▶ _Dataset entries_
•••••

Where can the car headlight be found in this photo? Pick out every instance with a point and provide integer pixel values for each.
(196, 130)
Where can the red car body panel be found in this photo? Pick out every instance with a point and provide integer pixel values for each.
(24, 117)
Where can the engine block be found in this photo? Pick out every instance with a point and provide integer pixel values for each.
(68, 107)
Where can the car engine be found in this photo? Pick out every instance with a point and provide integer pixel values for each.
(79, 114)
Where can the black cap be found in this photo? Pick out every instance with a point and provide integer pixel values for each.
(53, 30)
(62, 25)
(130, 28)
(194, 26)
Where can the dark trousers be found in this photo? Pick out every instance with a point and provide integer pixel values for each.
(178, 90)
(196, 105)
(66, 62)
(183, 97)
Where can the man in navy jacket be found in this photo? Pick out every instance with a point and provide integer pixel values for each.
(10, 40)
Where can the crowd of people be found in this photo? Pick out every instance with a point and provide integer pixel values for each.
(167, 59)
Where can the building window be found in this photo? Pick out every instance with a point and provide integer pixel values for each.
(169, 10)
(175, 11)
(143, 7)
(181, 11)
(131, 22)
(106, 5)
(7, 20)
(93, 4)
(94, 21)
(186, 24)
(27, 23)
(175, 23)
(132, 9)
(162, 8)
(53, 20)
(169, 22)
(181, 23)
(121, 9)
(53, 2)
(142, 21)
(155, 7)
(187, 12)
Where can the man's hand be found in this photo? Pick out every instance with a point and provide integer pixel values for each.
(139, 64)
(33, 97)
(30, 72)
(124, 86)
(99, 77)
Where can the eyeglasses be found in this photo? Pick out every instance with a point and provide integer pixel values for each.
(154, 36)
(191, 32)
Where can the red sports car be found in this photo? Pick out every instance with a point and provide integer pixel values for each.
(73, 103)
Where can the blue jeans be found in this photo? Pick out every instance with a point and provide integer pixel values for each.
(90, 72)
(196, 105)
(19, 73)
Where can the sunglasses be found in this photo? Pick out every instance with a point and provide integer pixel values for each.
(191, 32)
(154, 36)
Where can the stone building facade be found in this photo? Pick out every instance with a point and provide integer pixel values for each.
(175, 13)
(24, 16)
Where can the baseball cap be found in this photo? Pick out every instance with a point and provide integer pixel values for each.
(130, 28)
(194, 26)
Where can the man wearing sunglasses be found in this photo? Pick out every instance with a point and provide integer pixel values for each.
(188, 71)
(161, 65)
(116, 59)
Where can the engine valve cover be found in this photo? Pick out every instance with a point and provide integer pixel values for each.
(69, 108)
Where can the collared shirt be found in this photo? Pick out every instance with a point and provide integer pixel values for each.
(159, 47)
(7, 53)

•••••

▶ _Problem_
Please render every line of the listing above as a Markdown table with the columns Row and Entry, giving each line its own row number and leaving out blank lines.

▶ _Response below_
| Row | Entry |
|---|---|
| 1 | Where can the car headlight be found in this photo? Pick out every instance with a point and provide integer pixel values for each. |
| 2 | (196, 130) |
| 3 | Where can the red car body panel be found in this photo? Pick out every instance with a point and provide integer pixel values for each. |
| 4 | (24, 117) |
| 5 | Where can the engine block be found in this photo? Pick out every instance with a point and provide integer pixel values for each. |
| 6 | (68, 107) |
| 7 | Where can the car engine be found in this photo? Pick out every instance with a point and provide integer pixel values for each. |
| 8 | (79, 114) |
| 9 | Where can the black cap be found in this photo? Pick out every instance with a point and provide integer pixel values for each. |
| 10 | (53, 30) |
| 11 | (62, 25) |
| 12 | (130, 28) |
| 13 | (194, 26) |
| 14 | Where can the dark trousers be found in this photo? Pick out every instance with a point and provide integer pixel values for each. |
| 15 | (178, 90) |
| 16 | (196, 105) |
| 17 | (66, 62) |
| 18 | (183, 97) |
| 19 | Where can the man in navy jacket be found in this photo? Pick out every instance with a point and provide integer pixel values for each. |
| 20 | (10, 40) |
| 21 | Where can the crowd of people be found in this photo? Pick out every instance with a point and provide integer pixel values for each. |
| 22 | (167, 59) |
| 23 | Where can the building window be found in this photo? Pick out every instance with a point and provide integer pixel values for each. |
| 24 | (169, 10) |
| 25 | (175, 11) |
| 26 | (143, 7) |
| 27 | (181, 11) |
| 28 | (131, 22) |
| 29 | (106, 5) |
| 30 | (7, 20) |
| 31 | (93, 4) |
| 32 | (94, 21) |
| 33 | (186, 24) |
| 34 | (27, 23) |
| 35 | (175, 23) |
| 36 | (132, 9) |
| 37 | (162, 8) |
| 38 | (53, 20) |
| 39 | (169, 22) |
| 40 | (181, 23) |
| 41 | (121, 9) |
| 42 | (53, 2) |
| 43 | (142, 21) |
| 44 | (155, 7) |
| 45 | (187, 12) |
| 46 | Where can the man's hand be found in this photo? Pick out every instance with a point and provide integer pixel values for each. |
| 47 | (139, 64) |
| 48 | (33, 97) |
| 49 | (30, 72) |
| 50 | (124, 86) |
| 51 | (99, 77) |
| 52 | Where can the eyeglasses be found in this photo? Pick out every instance with a point and provide integer pixel values for each. |
| 53 | (154, 36) |
| 54 | (191, 32) |
| 55 | Where can the red sports car be found in this photo? Pick out every instance with a point and provide integer pixel values for each. |
| 56 | (73, 103) |
| 57 | Where can the blue jeans be found in this photo? Pick out every instance with a point and provide integer pixel values for each. |
| 58 | (90, 72) |
| 59 | (196, 105) |
| 60 | (19, 73) |
| 61 | Where can the sunglasses be found in this photo? Pick out every instance with a point and provide integer pixel values for each. |
| 62 | (191, 32) |
| 63 | (154, 36) |
| 64 | Where can the stone building facade be found in this photo? Pick out every instance with a point and provide integer pixel values for each. |
| 65 | (175, 13) |
| 66 | (24, 16) |
| 67 | Where can the baseball cap be found in this photo? Pick out every instance with a point and provide integer pixel values for each. |
| 68 | (130, 28) |
| 69 | (194, 26) |
| 70 | Where can the man wearing sunglasses be found in this photo? Pick out every instance with a point and provide integer pixel values for each. |
| 71 | (188, 71) |
| 72 | (161, 65) |
| 73 | (116, 59) |
| 74 | Where can the engine valve cover be found in this photo? Pick out every instance with a point and provide integer pixel values for each. |
| 75 | (69, 108) |
| 76 | Where can the collared shirt be found in this photo? Pick out every instance with a point and provide integer pixel values for each. |
| 77 | (159, 47) |
| 78 | (7, 53) |